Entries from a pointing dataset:
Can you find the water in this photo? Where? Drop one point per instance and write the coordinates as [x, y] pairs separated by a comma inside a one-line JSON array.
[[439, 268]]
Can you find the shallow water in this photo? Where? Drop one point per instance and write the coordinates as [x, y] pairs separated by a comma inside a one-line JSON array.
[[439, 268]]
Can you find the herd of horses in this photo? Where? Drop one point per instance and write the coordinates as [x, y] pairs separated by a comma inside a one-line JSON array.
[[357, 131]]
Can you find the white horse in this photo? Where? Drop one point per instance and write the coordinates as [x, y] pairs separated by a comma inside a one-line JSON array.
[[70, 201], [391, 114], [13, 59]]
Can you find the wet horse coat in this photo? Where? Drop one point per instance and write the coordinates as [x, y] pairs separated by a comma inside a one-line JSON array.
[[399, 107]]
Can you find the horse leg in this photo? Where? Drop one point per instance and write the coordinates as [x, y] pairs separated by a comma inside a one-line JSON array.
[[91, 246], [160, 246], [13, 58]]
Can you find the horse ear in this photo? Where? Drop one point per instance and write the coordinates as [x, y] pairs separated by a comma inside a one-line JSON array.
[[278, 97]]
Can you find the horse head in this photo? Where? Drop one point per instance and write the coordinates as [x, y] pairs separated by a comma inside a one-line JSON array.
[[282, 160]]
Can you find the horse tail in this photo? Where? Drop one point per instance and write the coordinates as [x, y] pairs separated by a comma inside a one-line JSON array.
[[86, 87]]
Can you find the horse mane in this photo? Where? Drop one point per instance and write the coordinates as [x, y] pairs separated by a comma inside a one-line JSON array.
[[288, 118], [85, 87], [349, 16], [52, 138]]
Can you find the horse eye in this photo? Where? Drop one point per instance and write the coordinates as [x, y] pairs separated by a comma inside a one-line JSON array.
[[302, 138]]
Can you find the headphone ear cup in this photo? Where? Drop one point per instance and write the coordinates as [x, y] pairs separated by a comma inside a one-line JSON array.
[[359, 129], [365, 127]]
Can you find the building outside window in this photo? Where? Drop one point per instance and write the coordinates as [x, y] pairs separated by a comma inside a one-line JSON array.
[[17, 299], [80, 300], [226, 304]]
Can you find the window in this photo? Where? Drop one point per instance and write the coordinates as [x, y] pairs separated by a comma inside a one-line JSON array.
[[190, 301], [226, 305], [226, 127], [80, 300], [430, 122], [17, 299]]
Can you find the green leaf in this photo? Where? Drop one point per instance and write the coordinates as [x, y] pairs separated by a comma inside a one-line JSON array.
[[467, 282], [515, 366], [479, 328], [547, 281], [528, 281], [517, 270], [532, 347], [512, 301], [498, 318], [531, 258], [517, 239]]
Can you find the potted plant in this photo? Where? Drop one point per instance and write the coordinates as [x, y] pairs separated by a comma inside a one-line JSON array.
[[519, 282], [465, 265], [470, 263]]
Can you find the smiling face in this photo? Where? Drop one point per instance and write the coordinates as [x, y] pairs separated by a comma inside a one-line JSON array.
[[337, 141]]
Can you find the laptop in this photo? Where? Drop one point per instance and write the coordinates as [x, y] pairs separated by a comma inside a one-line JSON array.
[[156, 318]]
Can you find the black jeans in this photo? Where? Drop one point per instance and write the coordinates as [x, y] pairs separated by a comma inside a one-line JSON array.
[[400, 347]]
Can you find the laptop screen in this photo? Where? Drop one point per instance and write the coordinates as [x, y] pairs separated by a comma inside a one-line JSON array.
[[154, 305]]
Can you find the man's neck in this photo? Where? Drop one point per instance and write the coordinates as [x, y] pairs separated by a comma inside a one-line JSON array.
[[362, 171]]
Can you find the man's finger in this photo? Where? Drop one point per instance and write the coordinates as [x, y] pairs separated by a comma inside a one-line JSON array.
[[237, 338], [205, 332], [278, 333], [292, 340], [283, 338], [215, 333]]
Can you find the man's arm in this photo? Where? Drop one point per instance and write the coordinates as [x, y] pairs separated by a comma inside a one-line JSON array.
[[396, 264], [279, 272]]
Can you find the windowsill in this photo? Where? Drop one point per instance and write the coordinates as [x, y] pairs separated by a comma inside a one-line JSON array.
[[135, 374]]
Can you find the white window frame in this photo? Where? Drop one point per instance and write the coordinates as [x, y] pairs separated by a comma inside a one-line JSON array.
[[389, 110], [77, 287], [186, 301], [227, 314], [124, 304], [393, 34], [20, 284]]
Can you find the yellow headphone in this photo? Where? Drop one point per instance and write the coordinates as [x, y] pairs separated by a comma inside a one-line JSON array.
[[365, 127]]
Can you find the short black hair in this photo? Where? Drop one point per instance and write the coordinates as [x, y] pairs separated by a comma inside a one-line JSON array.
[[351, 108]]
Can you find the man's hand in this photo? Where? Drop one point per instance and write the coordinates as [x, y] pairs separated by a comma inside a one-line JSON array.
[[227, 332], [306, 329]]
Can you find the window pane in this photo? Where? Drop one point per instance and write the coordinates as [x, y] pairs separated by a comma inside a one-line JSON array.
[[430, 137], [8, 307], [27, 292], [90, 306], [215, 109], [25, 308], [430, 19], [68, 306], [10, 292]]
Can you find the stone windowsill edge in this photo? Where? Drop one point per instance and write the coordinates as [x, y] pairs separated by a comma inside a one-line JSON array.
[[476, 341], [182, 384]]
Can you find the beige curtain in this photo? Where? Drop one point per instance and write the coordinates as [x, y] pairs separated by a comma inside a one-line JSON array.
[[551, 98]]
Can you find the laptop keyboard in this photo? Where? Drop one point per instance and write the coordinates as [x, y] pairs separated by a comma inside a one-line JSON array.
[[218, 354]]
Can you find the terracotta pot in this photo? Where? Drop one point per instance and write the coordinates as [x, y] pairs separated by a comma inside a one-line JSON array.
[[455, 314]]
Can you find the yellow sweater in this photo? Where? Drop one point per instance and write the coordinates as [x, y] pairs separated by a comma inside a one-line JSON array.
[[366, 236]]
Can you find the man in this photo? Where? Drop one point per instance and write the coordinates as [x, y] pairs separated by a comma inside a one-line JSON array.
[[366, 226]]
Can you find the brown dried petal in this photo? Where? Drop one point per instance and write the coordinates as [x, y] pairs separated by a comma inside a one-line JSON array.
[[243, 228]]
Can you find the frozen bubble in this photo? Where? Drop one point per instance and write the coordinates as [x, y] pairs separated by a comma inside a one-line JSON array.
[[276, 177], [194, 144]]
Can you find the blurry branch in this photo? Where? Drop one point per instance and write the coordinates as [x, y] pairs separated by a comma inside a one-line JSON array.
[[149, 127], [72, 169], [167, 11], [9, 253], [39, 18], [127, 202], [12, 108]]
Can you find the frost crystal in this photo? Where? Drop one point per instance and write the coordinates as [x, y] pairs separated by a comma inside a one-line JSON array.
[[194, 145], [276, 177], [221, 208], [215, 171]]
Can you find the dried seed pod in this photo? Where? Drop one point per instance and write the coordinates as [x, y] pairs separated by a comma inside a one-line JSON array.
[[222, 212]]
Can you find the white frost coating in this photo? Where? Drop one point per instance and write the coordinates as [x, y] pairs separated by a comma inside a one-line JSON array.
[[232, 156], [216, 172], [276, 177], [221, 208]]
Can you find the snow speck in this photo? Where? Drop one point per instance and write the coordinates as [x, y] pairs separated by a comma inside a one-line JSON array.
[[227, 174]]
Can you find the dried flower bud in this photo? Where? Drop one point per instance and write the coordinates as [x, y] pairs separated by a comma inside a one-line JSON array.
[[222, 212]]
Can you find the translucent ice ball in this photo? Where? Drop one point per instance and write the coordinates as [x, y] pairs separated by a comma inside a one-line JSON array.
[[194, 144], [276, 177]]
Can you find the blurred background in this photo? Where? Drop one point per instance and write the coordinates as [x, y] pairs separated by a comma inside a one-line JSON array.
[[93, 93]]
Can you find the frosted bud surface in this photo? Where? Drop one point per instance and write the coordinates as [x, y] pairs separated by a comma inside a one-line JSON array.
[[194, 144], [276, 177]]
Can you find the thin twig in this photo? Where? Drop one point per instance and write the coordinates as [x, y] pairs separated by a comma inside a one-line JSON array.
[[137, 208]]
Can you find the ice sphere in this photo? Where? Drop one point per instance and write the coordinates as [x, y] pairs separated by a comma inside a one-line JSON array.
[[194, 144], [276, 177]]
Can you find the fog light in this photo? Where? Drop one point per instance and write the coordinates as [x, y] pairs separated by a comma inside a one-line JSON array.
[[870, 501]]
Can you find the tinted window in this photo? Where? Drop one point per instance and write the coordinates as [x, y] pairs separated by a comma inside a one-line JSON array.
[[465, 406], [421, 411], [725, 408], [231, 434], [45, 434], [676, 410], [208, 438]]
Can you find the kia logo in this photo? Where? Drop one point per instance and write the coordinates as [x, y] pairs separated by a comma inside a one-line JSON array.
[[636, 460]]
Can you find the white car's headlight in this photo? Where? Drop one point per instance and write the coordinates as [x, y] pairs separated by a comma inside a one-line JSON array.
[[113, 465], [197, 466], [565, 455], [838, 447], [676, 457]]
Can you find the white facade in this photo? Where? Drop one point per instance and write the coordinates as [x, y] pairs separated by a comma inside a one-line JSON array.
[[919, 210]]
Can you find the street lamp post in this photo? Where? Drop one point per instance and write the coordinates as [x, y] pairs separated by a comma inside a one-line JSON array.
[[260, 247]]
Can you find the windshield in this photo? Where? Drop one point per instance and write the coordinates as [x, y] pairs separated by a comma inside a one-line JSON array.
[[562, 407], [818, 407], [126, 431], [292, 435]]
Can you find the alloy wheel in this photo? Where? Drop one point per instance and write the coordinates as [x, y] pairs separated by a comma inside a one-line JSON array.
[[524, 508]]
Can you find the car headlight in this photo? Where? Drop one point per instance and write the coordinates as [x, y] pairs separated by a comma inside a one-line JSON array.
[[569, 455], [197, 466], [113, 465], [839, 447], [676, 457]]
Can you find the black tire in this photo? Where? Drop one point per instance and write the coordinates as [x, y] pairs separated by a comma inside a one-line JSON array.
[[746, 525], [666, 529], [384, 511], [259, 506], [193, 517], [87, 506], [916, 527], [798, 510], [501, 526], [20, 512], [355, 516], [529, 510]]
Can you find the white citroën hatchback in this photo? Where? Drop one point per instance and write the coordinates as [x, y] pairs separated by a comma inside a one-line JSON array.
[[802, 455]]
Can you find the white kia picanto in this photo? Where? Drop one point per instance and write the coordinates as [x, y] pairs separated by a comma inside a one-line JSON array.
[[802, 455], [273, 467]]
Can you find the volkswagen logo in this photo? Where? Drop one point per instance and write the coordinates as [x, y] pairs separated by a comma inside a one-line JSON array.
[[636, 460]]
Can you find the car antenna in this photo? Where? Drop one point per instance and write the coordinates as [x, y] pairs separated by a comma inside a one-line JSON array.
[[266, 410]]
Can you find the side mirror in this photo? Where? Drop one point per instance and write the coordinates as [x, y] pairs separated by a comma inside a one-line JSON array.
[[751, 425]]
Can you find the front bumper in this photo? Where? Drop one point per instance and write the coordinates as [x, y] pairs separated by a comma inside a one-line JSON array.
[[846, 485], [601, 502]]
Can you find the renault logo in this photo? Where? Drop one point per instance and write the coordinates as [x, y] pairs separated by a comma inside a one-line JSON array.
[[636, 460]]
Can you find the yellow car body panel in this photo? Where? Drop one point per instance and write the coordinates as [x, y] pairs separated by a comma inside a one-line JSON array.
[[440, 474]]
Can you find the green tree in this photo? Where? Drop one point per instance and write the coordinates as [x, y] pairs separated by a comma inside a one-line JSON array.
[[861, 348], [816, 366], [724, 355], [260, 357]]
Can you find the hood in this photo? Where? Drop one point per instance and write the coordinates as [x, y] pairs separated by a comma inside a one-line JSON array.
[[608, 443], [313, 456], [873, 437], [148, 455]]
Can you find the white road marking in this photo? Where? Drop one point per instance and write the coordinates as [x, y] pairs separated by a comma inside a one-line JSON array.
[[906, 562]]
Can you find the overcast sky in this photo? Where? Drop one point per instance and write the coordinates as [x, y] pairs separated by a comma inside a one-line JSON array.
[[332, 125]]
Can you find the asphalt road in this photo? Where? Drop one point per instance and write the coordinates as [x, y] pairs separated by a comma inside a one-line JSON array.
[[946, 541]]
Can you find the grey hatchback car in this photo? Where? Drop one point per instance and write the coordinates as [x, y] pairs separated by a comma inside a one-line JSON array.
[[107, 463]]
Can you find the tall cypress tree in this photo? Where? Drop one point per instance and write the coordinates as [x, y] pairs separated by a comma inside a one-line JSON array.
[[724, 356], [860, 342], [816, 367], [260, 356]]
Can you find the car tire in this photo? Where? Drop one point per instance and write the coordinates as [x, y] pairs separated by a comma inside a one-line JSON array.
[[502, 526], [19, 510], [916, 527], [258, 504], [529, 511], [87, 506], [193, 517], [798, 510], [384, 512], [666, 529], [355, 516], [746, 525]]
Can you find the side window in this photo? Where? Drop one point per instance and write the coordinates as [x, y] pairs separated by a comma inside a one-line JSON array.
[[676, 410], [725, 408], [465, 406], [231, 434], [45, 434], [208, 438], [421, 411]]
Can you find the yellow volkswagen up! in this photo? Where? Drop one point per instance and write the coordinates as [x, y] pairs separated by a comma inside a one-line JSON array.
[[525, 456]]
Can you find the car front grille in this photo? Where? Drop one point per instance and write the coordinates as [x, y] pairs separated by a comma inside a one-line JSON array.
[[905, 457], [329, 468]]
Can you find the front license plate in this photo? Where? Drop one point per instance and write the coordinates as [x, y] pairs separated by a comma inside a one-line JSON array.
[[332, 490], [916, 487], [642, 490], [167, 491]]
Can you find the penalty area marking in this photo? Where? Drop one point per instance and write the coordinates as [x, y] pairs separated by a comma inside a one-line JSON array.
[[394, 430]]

__Instruction__.
Reproduce the data from the line with "Can you find the frost crystal" to the line with "[[232, 156], [216, 172], [276, 177], [221, 208]]", including both of those lines, and increase every coordinate value in the point arrays by 137.

__Answer in full__.
Can you find the frost crystal in this photo? Where? Drop one point per instance and write the coordinates as [x, y] pairs separated by a comma inside a one-line JSON array.
[[331, 282], [413, 314], [358, 345], [352, 308]]
Can you find the dried seed pod in this photo? Where? Drop one point per instance and write the coordinates as [x, y] pairs separated by a comma inside a one-line JSON array.
[[359, 349]]
Can you find the white frost coating in this photo? Where? Drop one point per instance and write the coordinates as [x, y] pairs separated by a comma inside a one-line JSON array.
[[369, 293], [353, 309], [413, 314], [358, 345]]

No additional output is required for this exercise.